**ACTIVITIES**
A. Based on the text on cross-domain sentiment analysis, decide whether each statement agrees with it. Answer yes or no for each, and quote the deciding words of the text.
(i) Data drift is a shift of data content when the data is collected again in a different time, place, or situation.
(ii) The earlier sentiment analysis work with the IMDB dataset gave poor results.
(iii) Movie reviews are the only situations in which sentiment analysis is needed.
B. Turn the paragraph of the text on cross-domain sentiment analysis that begins "We have seen that, so far" into a short bulleted list that keeps its main facts.
C. Using the text on cross-domain sentiment analysis, explain in one to three sentences why a system trained on a 1970s collection of young people's slang would probably not work well on data from the 2020s.

[Opening DOCUMENT EXCERPT section]

Cross-domain sentiment analysis
Learning outcomes
At the end of this project, students should be able to:
- Understand technical documentation and filter information to build a functioning Python program, hence developing autonomy in dealing with new libraries in Python;
- Develop a
Please, mind of these skills while working in this activity.
History of this activity
One very big problem we have when working with labeled datasets and supervised learning is called data drift. This is a shift of the data content when we collect it again in a different time, place, or situation. For example, we could get some data to recognize young people slangs, but if we trained our data with a collection from the 1970s, the system would probably not work well if the production dataset contains data from the 2020s.
In this activity, we will estimate some data drift in sentiment analysis.
We have seen that, so far, our work in sentiment analysis used the IMDB dataset, and the results were reasonable. However, movie reviews are not the only situations in which we need sentiment analysis. We can also find this useful to analyze customer reviews for services and products, and to identify the general gist of what people are sharing in social media.

[Closing DOCUMENT EXCERPT section]
[Opening GIVEN RECORDS section]

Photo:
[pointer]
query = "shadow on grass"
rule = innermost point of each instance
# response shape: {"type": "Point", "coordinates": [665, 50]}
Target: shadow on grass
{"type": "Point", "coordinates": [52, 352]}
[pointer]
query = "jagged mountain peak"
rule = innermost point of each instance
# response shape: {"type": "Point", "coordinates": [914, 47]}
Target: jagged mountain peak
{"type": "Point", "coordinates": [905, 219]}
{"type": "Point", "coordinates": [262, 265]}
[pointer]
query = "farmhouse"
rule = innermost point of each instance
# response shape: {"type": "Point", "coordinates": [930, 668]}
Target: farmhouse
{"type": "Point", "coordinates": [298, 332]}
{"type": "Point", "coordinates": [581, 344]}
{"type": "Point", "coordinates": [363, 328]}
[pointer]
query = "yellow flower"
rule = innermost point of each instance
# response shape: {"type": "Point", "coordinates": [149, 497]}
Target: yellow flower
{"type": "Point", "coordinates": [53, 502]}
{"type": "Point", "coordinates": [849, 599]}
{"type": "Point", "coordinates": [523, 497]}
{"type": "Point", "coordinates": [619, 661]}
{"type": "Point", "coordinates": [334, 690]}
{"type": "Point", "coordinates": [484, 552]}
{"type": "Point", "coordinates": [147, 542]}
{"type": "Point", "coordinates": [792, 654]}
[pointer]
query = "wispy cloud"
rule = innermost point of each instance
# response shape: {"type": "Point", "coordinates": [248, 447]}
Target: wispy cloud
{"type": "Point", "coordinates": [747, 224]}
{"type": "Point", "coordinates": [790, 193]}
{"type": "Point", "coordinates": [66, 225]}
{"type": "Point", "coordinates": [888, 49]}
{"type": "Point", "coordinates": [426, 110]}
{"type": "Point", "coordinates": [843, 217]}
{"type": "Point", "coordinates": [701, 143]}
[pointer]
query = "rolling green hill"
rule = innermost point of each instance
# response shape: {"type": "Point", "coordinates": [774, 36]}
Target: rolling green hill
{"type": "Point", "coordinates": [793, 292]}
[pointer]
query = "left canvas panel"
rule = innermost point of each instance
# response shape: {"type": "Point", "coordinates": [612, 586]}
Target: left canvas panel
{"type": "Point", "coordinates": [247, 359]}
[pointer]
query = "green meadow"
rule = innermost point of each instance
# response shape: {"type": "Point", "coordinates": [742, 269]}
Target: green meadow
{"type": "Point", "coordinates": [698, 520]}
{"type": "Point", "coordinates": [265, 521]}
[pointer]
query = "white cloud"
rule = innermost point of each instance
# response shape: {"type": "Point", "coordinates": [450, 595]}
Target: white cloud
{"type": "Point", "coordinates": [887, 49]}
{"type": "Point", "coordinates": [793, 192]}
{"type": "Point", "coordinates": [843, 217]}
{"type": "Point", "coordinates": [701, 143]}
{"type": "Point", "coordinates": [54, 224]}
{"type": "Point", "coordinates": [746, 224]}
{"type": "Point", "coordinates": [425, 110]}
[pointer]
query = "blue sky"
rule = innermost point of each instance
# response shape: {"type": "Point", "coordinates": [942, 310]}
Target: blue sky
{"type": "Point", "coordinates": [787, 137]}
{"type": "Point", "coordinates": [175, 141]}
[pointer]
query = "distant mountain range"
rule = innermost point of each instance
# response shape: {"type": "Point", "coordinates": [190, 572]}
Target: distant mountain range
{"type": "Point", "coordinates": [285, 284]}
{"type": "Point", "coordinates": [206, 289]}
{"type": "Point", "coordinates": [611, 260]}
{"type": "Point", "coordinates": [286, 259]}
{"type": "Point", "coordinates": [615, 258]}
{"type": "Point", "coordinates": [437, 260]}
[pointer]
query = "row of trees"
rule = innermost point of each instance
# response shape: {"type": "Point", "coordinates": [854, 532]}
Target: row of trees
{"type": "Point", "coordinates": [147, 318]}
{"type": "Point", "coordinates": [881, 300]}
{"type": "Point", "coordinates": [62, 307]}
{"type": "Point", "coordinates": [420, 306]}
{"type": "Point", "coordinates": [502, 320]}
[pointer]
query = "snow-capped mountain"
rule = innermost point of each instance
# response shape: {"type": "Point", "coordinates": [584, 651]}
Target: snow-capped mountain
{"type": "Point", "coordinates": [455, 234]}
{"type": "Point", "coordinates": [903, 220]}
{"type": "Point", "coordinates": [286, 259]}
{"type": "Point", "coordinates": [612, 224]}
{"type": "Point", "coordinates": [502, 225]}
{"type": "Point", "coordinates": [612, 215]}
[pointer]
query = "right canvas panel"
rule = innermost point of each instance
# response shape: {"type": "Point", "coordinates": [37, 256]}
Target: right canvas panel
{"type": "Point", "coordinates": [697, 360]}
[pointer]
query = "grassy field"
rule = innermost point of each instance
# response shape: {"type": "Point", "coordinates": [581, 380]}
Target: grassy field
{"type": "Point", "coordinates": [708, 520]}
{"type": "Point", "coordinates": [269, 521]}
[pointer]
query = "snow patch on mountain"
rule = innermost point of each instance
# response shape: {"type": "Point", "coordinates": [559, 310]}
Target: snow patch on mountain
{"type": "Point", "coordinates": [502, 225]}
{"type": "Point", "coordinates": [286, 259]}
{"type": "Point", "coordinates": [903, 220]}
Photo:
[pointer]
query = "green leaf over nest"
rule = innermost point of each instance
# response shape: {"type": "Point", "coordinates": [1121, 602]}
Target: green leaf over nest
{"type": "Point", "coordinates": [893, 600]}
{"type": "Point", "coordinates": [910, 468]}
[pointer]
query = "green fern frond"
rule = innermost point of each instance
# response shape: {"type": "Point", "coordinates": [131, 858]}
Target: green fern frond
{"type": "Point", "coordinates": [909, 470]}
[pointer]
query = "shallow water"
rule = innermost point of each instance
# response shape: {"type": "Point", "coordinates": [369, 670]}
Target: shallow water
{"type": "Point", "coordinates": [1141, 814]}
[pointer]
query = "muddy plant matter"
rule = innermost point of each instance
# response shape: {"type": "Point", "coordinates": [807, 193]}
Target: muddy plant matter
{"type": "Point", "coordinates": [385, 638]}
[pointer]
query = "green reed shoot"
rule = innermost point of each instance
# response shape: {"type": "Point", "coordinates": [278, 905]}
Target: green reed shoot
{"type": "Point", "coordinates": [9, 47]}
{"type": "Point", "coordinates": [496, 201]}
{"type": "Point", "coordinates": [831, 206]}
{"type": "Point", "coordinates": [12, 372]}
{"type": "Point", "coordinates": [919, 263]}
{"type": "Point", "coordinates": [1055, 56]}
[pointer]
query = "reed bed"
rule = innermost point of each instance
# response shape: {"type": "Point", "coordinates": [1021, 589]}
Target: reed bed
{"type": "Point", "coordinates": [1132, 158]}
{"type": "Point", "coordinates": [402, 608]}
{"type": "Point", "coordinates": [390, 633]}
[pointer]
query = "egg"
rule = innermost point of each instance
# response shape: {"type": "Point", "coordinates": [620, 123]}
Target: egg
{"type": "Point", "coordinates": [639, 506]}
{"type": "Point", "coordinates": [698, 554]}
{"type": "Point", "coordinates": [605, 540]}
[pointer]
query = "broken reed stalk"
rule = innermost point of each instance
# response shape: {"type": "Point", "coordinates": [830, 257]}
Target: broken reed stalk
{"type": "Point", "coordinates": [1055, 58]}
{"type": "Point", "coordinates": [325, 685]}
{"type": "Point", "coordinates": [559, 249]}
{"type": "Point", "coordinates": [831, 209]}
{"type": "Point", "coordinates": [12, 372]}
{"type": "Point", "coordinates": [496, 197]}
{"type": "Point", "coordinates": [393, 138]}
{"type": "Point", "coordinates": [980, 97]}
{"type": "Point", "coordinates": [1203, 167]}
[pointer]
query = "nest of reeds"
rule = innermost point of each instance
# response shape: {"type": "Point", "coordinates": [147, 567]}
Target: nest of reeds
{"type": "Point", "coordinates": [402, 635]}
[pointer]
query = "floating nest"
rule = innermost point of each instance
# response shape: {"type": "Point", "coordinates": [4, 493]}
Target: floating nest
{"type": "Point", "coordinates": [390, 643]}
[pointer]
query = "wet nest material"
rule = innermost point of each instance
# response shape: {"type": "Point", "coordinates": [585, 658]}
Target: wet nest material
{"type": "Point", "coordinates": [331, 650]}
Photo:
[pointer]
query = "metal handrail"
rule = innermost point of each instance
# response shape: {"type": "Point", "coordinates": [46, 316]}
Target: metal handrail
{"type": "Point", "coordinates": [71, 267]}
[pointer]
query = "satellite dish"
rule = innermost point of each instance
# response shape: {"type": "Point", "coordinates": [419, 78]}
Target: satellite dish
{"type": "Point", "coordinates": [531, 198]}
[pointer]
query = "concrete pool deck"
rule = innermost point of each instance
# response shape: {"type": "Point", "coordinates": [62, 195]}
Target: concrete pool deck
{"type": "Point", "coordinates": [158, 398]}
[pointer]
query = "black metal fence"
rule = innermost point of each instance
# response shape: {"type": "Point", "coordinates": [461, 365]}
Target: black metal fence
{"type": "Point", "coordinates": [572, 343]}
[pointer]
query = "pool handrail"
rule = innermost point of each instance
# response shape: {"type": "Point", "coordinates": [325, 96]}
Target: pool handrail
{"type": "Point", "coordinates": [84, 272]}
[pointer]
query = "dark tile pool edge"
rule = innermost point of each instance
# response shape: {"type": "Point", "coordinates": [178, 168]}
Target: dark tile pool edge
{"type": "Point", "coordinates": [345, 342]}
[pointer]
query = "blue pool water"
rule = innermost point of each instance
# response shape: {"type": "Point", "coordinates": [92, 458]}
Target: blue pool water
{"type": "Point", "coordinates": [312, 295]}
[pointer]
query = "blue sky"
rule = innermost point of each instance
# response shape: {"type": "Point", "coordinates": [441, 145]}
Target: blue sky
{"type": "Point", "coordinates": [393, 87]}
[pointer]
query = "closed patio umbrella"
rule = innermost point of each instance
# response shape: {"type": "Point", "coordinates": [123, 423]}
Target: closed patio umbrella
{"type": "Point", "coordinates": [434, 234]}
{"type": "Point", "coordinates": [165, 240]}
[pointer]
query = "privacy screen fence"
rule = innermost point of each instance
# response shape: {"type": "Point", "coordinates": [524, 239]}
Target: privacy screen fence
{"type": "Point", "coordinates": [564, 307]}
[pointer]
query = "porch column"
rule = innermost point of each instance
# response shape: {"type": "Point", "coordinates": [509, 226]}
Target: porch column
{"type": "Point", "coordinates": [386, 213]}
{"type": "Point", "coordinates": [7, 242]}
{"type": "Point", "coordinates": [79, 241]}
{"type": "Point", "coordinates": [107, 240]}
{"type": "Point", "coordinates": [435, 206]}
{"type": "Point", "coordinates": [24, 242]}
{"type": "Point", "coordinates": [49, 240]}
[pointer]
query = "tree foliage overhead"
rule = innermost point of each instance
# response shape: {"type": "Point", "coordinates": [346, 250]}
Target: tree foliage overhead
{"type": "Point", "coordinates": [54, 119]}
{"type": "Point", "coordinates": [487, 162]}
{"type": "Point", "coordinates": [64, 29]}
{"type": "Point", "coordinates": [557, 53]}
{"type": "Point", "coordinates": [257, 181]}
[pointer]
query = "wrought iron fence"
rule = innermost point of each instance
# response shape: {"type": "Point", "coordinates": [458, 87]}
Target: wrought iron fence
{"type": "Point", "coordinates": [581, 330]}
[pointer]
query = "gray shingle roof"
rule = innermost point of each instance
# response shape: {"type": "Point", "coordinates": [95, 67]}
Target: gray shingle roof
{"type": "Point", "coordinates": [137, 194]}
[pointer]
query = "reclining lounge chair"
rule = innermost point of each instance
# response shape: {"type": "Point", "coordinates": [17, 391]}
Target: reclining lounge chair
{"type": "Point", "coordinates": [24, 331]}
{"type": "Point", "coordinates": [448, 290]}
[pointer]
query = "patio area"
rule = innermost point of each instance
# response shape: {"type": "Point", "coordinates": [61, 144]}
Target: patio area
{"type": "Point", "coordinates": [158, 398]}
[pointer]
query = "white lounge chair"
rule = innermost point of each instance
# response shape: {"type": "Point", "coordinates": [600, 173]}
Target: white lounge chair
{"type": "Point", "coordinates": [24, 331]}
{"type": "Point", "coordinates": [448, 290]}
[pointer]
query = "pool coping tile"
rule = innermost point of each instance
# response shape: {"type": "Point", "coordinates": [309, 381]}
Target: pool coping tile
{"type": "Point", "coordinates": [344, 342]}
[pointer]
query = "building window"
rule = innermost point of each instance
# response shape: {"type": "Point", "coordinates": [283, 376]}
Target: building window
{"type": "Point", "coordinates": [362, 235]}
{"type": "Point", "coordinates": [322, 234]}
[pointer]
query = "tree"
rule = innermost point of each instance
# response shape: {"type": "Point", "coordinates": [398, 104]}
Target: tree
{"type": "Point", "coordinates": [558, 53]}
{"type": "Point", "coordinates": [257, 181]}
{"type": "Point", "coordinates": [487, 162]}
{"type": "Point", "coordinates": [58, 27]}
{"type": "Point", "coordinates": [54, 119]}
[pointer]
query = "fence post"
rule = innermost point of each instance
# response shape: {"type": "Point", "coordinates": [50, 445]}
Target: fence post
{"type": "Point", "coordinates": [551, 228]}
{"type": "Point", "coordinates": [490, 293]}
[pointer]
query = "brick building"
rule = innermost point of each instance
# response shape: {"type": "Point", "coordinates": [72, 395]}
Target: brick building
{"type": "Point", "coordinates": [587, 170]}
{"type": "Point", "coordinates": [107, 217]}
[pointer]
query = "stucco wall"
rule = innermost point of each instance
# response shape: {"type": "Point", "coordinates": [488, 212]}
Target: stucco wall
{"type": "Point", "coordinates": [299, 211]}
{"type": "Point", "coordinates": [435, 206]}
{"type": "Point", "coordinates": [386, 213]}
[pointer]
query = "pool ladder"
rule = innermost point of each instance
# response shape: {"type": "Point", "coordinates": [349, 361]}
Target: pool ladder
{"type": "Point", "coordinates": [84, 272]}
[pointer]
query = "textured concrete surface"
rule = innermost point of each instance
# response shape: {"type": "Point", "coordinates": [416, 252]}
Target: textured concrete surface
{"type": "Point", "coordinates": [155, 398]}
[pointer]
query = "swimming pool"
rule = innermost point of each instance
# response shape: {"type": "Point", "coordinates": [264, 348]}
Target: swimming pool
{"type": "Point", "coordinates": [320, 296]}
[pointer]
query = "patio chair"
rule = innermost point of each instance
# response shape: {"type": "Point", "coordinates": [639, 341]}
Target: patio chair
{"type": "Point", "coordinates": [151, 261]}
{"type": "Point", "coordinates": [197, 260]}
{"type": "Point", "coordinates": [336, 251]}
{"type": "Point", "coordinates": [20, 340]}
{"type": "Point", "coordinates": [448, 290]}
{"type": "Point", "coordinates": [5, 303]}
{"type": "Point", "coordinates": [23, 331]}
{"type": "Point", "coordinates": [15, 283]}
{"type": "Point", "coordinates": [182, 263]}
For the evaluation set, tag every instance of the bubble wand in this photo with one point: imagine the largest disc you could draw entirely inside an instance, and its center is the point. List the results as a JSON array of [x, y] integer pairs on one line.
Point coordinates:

[Closing GIVEN RECORDS section]

**RESULTS**
A.
(i) Yes: "This is a shift of the data content when we collect it again in a different time, place, or situation."
(ii) No: "our work in sentiment analysis used the IMDB dataset, and the results were reasonable."
(iii) No: "movie reviews are not the only situations in which we need sentiment analysis."

B.
- Sentiment analysis work so far has used the IMDB dataset, with reasonable results.
- Movie reviews are not the only situations that need sentiment analysis.
- It is also useful for analyzing customer reviews of services and products.
- It can also identify the general gist of what people share on social media.

C. The case illustrates data drift, which the text defines as a shift of the data content when the data is collected again at a different time, place, or situation. A system trained on the 1970s collection would therefore probably not work well on a production dataset drawn from the 2020s.